- _Requirements_: Can you recast every line of the items below as a JSON list of strings, one string per line, with blank lines omitted?

- _Material supplied_:
================================

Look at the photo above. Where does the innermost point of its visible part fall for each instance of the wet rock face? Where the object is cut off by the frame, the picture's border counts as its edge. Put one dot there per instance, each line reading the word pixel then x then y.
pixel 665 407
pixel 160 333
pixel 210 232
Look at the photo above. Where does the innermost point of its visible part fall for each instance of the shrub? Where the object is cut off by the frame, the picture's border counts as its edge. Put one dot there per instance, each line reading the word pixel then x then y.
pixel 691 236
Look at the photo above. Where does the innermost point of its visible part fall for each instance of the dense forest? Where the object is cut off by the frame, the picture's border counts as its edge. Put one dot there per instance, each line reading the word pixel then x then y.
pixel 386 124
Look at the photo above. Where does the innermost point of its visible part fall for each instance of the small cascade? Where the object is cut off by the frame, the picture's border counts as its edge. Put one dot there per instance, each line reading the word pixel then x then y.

================================

- _Response to the exercise_:
[
  "Look at the photo above. Where does the innermost point of its visible part fall for each instance of the wet rock face? Where the object is cut off by the frame, the picture's border counts as its edge. Put one dot there per instance, each line reading the word pixel then x then y.",
  "pixel 665 407",
  "pixel 160 333",
  "pixel 210 232",
  "Look at the photo above. Where does the innermost point of its visible part fall for each instance of the shrub? Where the object is cut off by the frame, the picture's border counts as its edge. Put one dot there per instance, each line reading the word pixel then x then y.",
  "pixel 691 236",
  "Look at the photo above. Where does the innermost point of its visible part fall for each instance of the dense forest? Where the object is cut off by the frame, the picture's border counts as its edge. Put one dot there per instance, each line reading the word pixel then x then y.",
  "pixel 386 124",
  "Look at the photo above. Where does the innermost point of its visible part fall for each instance of the small cascade? Where the object is cut off by the frame, the picture's border counts as its edge. Put one dot there per instance, each line reading the word pixel then x then y."
]